From the equine course description below, reproduce word for word the stretch that begins at "You will need two" and stops after "of our horses.".
** START PASSAGE TO READ **
Location: Broomfield Hall

Years: 1

Interview: Y

Course Summary

This course provides in-depth knowledge, skills and work experience to help you gain employment within the equine industry or to progress to the next level in your career.

 

You will be taught mainly in a practical environment, with some theoretical elements relating to the industry of riding and caring for horses.  If you are an outside person and find learning practically the best way for you, this will be an ideal course.

Entry requirements

You will need two D grades at GCSE or the equivalent, with some experience with horses.

We would like you to have some experience with horses so that you start with some basic skills. For riding, you should be able to walk, trot, canter and jump a small fence. Alternatively, the course has a non-riding option.

We have a strict 13st weight limit for riding to ensure the welfare of our horses.

There is an interview process to discuss your individual requirements to ensure the most suitable course is offered. You need to be an enthusiastic, self-motivated learner, willing to challenge yourself to get the most out of this course and develop your skills. You will be responsible for handing any work in on time and attending all timetabled sessions.

Course Content

Mandatory Units:

  • Stable Duties - this is very practical based and will allow you to develop skills on the yard and understand the importance of a day-to-day routine in the equine industry.
  • Feeding and Watering - understanding the basic nutritional requirements of a horse and different types of feeds they may need.
  • Lunging horses - this unit will allow you to develop skills for different ways of exercising horses and understanding a range of tack and equipment used for efficiency.
  • Health and Safety - this unit will discuss the importance of health and safety throughout a yard.
  • Work Experience - we offer a wide range of work experience placements where you will have the opportunity to develop skills working at a current equine yard.
  • Tack and Equipment - another practical unit which will allow you to develop skills when dealing with different types of tack and equipment. You will be able to do fit and safety checks on equipment and understand the issues regarding the welfare of the horse with unsuitable equipment.
  • Health and Welfare - this module will give you an insight to health and welfare in the equine industry. The unit discusses current issues, keeping it relevant and up to date.
** END PASSAGE TO READ **
** START SOURCE DATA **
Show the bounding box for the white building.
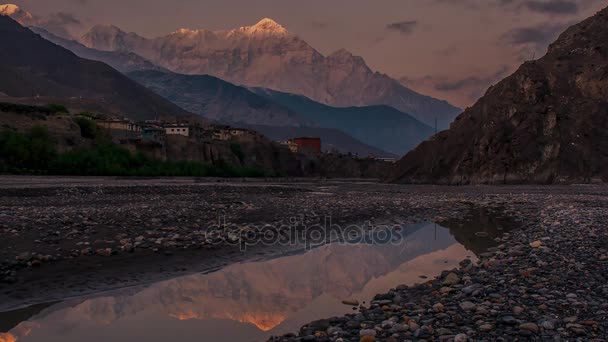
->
[165,125,190,137]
** END SOURCE DATA **
■ **PROBLEM SOLUTION**
You will need two D grades at GCSE or the equivalent, with some experience with horses.

We would like you to have some experience with horses so that you start with some basic skills. For riding, you should be able to walk, trot, canter and jump a small fence. Alternatively, the course has a non-riding option.

We have a strict 13st weight limit for riding to ensure the welfare of our horses.